Recorded data
++++++

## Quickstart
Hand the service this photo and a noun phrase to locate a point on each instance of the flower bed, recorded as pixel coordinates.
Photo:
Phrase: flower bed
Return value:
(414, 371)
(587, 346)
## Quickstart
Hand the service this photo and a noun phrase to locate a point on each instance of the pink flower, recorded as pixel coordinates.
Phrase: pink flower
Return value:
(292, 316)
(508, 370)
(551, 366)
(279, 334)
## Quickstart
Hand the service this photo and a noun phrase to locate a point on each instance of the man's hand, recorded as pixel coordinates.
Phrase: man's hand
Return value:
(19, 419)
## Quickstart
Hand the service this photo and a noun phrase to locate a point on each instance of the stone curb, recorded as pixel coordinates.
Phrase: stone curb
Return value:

++++++

YOUR OBJECTIVE ->
Copy exactly. The range runs from the line containing "curb, recorded as pixel coordinates." through the last line of the data.

YOUR RESPONSE ->
Hand the service this photo and a noun phrase to locate a point on each instance of the stone curb, recorded as pixel coordinates.
Phrase: stone curb
Return value:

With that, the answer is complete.